Quelle.
------------------------------------

Da passt Stuttgart 21 aus mehreren Gründen ins Konzept. Erstens: Man kann bei dem Thema so herrlich gegen die Grünen mobilisieren, sie als Blockierer von Entscheidungen, als Neinsager und politische Verhinderer anprangern. Genau so ein Thema hat Merkel gesucht, denn sie muss den Höhenflug der Grünen stoppen.

Zweitens: Stuttgart 21 könnte ihr ein Symbol liefern, das einige lose Enden ihrer Politik zusammenbindet. Sie will das Großprojekt als zukunftsweisend anpreisen, damit plötzlich ihre Politik als zusammenhängend erscheint: längere AKW-Laufzeiten, um die Brücke zum Einsatz der erneuerbaren Energien zu schlagen, mehr Geld für Forschung und Technik, bessere Infrastruktur etwa bei Stromleitungen. Deutschland zukunftstauglich zu machen - das soll der Rahmen sein, ein neuer Überbau für die schwarz-gelbe Politik. Drittens aber ist die Kanzlerin bei dem Thema jenseits von strategischen Überlegungen persönlich engagiert: Sie ist Naturwissenschaftlerin, das heißt ja wohl: aufgeschlossen für neue Techniken und misstrauisch gegenüber den Bedenkenträgern. Rein emotional steht sie den Ingenieuren näher als den Baumschützern.

Grünen: "Das können Sie haben!"

------------------------------------

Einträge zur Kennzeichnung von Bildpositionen
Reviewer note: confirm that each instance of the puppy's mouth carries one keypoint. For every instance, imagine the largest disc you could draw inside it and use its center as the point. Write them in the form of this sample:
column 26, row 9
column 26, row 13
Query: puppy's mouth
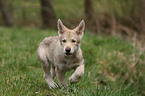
column 68, row 54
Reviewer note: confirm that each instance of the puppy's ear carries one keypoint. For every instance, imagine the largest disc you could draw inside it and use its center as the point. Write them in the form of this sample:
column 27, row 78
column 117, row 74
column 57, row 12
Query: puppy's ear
column 80, row 29
column 60, row 27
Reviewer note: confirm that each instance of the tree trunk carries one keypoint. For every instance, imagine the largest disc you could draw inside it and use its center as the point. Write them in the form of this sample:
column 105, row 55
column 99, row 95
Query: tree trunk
column 89, row 11
column 6, row 14
column 142, row 16
column 48, row 14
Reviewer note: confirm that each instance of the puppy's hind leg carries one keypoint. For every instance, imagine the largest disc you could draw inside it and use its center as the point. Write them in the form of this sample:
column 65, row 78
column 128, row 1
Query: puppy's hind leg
column 47, row 75
column 53, row 74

------------------------------------

Fragen und Aufgaben.
• A. Beantworten Sie anhand des Textes zu Stuttgart 21 diese Fragen:
(i) Als was lassen sich die Grünen bei dem Thema anprangern?
(ii) Welchem Zweck sollen längere AKW-Laufzeiten dienen?
(iii) Was ist die Kanzlerin von Beruf?
• B. Geben Sie die Zeilen der Auflistung von der Zeile mit „Reviewer note: confirm that each instance of the puppy's ear“ bis zum Ende der Auflistung unverändert wieder, beide Enden eingeschlossen.
Der Text und die Auflistung stammen aus voneinander unabhängigen Quellen.

Ergebnisse je Aufgabe.
• A.
(i) Als Blockierer von Entscheidungen, als Neinsager und politische Verhinderer.
(ii) Sie sollen die Brücke zum Einsatz der erneuerbaren Energien schlagen.
(iii) Naturwissenschaftlerin.

• B.
Reviewer note: confirm that each instance of the puppy's ear carries one keypoint. For every instance, imagine the largest disc you could draw inside it and use its center as the point. Write them in the form of this sample:
column 27, row 78
column 117, row 74
column 57, row 12
Query: puppy's ear
column 80, row 29
column 60, row 27
Reviewer note: confirm that each instance of the tree trunk carries one keypoint. For every instance, imagine the largest disc you could draw inside it and use its center as the point. Write them in the form of this sample:
column 105, row 55
column 99, row 95
Query: tree trunk
column 89, row 11
column 6, row 14
column 142, row 16
column 48, row 14
Reviewer note: confirm that each instance of the puppy's hind leg carries one keypoint. For every instance, imagine the largest disc you could draw inside it and use its center as the point. Write them in the form of this sample:
column 65, row 78
column 128, row 1
Query: puppy's hind leg
column 47, row 75
column 53, row 74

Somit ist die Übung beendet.